» Kerjakan soal berikut
1. Tentukan apakah pernyataan (a), (b), dan (c) sesuai dengan bacaan. Jawab ya atau tidak untuk masing-masing, lalu kutip kata-kata bacaan yang menjadi penentunya.

(a) Sang janda bekerja sebagai guru swasta.
(b) Pejabat kampus menyetujui pengurangan UKT anak sulung sang janda.
(c) Orang tua si mahasiswa bekerja sebagai pemijat.
2. Jawab pertanyaan berikut berdasarkan bacaan.
(a) Sang janda diminta beralih profesi menjadi apa?
(b) Berapa kali si mahasiswa masuk kelas selama satu semester?
(c) Pendapatan orang tua si mahasiswa bergantung pada apa?
3. Tuliskan bagian bacaan di antara "Uang untuk membayar" dan "luar batas kewajarannya.", termasuk kedua bagian itu.

━━━ Bacaan

Dia seorang janda. Gaji bulanannya sebagai guru swasta hanya cukup untuk menyambung hidup. Biaya pendidikan untuk dua anaknya nyaris di luar jangkauan kemampuan keuangannya. Ketika dia menghadap pejabat kampus untuk meminta pengurangan UKT (Uang Kuliah Tunggal) anak sulungnya, yang diterima bukan hanya penolakan, tapi juga penghinaan yang menghancurkan harga dirinya. Dia diminta untuk beralih profesi dari guru menjadi kuli bangunan, agar bisa melunasi biaya pendidikan. Dia terdiam. Dadanya sesak menahan tangis yang malu untuk ditunjukkan saat itu. Tapi air matanya tetap meleleh jua.
Kisah seperti di atas dengan berbagai variasinya dialami oleh ribuan orang di Indonesia, mungkin juga jutaan. Orang tua ingin menguliahkan anaknya, tapi biaya pendidikan tak mampu dijangkau. Ada sebagian yang dengan berbagai cara akhirnya berhasil membiayai anaknya hingga selesai kuliah, sekalipun harus membebani dirinya dengan pekerjaan yang membuatnya tidak lagi seperti manusia. Tapi, tidak sedikit yang akhirnya harus mengikhlaskan anaknya meninggalkan bangku kuliah, karena memang tidak tahu lagi bagaimana cara melunasinya.
***
Seorang dosen meradang kepada seorang mahasiswanya. Si mahasiswa hanya dua sampai tiga kali masuk kelas selama satu semester. Si mahasiwa mengatakan bahwa dia tidak lagi semangat untuk kuliah. Tapi bukan itu yang membuat sang dosen gemeretak giginya. Kemarahan sang dosen meledak ketika si mahasiswa mengatakan bahwa dia sehari-hari hanya menghabiskan waktunya tidur di kos.
Uang untuk membayar biaya hidup dan UKT sepenuhnya berasal dari kiriman orang tuanya di desa yang berprofesi sebagai pemijat. Tak ada sawah, taka da usaha lain. Kedua orang tuanya hanya menyambung hidupnya melalui jasa pijat, di mana pendapatannya sepenuhnya tergantung pada keikhlasan pemberian orang yang dipijatnya.
Kisah mahasiswa ini juga mungkin dialami ribuan mahasiswa lain. Orang tua bekerja seperti kuda demi kasih sayang kepada anaknya. Biaya pendidikan tinggi sesungguhnya berada di luar jangkauannya. Sekalipun demikian, dia memaksa dirinya untuk bekerja hingga di luar batas kewajarannya.

━━━━━━
━━━ Data yang diberikan

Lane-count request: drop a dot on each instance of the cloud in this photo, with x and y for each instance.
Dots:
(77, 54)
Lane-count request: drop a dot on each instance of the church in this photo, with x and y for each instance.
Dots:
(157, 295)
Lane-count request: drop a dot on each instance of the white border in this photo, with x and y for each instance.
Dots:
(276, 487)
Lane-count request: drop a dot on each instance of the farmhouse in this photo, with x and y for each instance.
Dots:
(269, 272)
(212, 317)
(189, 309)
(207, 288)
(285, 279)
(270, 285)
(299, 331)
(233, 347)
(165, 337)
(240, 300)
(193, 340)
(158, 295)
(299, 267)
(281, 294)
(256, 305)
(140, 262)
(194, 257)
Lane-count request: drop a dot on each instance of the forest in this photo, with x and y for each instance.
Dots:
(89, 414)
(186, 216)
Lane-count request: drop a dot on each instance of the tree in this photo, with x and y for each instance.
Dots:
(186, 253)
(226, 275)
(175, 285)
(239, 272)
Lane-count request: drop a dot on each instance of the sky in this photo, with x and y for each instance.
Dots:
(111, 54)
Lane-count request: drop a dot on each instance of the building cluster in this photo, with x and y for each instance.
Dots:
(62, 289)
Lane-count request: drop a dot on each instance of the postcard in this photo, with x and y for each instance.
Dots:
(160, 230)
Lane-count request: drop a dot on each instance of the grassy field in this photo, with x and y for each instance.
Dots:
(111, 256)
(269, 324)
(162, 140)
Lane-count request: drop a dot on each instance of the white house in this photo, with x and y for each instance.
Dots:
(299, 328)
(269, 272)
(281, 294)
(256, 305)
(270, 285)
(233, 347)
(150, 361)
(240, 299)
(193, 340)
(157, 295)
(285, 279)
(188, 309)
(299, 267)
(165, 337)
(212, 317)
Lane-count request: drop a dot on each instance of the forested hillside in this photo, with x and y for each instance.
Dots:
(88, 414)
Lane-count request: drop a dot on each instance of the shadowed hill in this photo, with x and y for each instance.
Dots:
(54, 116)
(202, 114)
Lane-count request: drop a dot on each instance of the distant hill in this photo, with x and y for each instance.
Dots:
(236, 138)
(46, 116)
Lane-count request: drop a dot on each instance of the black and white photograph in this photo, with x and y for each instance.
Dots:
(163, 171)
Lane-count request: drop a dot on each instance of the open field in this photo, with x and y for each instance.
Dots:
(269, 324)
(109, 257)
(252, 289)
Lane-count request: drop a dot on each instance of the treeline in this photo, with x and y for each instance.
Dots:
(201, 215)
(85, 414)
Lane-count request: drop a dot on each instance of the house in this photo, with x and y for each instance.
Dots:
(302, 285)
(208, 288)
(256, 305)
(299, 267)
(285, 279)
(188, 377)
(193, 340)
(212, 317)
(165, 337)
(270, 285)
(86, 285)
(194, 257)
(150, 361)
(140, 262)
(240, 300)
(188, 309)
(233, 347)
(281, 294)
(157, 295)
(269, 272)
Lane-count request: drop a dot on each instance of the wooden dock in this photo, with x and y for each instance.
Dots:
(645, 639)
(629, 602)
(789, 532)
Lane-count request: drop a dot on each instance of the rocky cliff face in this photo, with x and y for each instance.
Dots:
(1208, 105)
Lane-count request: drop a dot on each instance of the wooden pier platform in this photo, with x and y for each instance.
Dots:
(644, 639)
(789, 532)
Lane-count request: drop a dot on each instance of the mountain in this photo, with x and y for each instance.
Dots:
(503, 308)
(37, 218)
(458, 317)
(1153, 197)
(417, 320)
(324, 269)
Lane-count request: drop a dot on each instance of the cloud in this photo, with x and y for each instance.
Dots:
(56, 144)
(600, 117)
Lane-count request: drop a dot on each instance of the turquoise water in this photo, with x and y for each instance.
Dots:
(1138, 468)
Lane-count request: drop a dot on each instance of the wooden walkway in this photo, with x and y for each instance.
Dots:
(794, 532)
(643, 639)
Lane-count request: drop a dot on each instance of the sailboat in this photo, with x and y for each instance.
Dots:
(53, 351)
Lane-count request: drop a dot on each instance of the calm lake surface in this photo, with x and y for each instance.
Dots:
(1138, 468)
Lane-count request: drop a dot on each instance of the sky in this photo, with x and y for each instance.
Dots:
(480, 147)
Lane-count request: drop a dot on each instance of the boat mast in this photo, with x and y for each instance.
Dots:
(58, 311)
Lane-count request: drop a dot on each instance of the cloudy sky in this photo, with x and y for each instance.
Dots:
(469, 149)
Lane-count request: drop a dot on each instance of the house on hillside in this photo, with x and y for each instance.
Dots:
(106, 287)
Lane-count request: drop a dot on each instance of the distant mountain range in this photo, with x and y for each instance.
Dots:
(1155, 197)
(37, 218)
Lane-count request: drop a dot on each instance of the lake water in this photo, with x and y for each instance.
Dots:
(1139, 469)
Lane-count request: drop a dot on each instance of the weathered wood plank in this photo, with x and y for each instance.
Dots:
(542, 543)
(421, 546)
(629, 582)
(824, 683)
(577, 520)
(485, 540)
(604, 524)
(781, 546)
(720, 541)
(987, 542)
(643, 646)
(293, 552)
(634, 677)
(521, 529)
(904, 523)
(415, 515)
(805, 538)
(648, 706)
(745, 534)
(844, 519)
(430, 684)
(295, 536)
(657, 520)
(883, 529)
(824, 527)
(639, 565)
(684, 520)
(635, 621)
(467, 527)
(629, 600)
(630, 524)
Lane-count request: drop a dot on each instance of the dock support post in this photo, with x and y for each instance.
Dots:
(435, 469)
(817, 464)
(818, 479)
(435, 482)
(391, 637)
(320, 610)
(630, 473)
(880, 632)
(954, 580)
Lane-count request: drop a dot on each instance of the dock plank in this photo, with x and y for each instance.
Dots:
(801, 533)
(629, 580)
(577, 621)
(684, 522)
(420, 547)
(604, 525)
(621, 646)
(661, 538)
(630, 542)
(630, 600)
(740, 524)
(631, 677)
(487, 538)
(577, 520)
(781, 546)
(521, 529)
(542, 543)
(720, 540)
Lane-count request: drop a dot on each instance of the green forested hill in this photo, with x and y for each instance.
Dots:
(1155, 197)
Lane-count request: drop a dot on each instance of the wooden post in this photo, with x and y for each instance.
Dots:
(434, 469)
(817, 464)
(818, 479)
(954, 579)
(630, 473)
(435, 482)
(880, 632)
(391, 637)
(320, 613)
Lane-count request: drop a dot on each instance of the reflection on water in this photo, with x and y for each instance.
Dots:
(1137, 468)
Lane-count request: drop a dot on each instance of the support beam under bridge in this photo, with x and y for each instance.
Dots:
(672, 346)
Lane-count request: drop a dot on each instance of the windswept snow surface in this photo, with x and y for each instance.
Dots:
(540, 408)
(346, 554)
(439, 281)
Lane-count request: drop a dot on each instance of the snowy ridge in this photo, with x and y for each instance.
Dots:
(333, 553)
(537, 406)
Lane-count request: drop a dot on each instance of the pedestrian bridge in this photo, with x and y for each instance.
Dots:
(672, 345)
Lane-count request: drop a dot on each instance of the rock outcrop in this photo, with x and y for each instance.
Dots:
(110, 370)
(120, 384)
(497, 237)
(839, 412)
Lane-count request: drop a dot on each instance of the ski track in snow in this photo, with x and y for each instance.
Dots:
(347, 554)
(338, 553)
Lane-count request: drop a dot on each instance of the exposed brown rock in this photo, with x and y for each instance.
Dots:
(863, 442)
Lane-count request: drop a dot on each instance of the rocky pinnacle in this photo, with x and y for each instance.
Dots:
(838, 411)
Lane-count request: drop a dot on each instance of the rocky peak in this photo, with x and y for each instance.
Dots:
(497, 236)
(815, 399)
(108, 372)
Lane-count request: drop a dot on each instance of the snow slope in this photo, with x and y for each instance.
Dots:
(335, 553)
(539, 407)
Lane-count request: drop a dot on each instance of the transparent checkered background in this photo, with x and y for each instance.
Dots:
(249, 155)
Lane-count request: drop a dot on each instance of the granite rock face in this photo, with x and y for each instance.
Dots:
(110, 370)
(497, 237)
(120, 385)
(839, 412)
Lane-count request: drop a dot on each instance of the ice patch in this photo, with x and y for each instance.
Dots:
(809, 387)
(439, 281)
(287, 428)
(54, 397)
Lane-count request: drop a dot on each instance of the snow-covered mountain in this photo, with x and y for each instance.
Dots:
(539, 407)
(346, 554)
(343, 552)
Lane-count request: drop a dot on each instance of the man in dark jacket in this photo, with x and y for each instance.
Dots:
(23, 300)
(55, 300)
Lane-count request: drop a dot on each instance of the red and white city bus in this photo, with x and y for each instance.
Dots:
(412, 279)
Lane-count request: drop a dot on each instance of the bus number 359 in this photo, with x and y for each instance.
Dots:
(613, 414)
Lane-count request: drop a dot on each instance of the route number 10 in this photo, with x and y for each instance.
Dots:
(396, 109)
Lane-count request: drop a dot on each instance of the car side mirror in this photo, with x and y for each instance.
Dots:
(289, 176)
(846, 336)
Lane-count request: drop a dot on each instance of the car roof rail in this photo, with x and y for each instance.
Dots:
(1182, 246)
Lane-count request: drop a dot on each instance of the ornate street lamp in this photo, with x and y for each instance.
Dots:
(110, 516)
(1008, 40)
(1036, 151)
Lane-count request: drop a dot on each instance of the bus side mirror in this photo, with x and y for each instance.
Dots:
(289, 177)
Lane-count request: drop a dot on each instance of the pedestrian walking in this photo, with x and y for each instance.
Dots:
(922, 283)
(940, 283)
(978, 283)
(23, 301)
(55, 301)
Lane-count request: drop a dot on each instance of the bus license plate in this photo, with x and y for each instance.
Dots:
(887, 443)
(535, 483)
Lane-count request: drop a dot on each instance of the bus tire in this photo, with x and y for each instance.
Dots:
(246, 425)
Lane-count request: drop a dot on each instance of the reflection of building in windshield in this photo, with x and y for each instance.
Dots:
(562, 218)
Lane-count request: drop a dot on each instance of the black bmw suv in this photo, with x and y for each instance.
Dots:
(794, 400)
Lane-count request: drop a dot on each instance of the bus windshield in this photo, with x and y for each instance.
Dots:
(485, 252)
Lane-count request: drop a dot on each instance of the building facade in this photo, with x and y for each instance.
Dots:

━━━━━━

» Jawaban tiap soal
1.
(a) Ya. "Gaji bulanannya sebagai guru swasta hanya cukup untuk menyambung hidup."
(b) Tidak. "yang diterima bukan hanya penolakan, tapi juga penghinaan yang menghancurkan harga dirinya."
(c) Ya. "kiriman orang tuanya di desa yang berprofesi sebagai pemijat"

2.
(a) Kuli bangunan.
(b) Dua sampai tiga kali.
(c) Pada keikhlasan pemberian orang yang dipijatnya.

3.
Uang untuk membayar biaya hidup dan UKT sepenuhnya berasal dari kiriman orang tuanya di desa yang berprofesi sebagai pemijat. Tak ada sawah, taka da usaha lain. Kedua orang tuanya hanya menyambung hidupnya melalui jasa pijat, di mana pendapatannya sepenuhnya tergantung pada keikhlasan pemberian orang yang dipijatnya.
Kisah mahasiswa ini juga mungkin dialami ribuan mahasiswa lain. Orang tua bekerja seperti kuda demi kasih sayang kepada anaknya. Biaya pendidikan tinggi sesungguhnya berada di luar jangkauannya. Sekalipun demikian, dia memaksa dirinya untuk bekerja hingga di luar batas kewajarannya.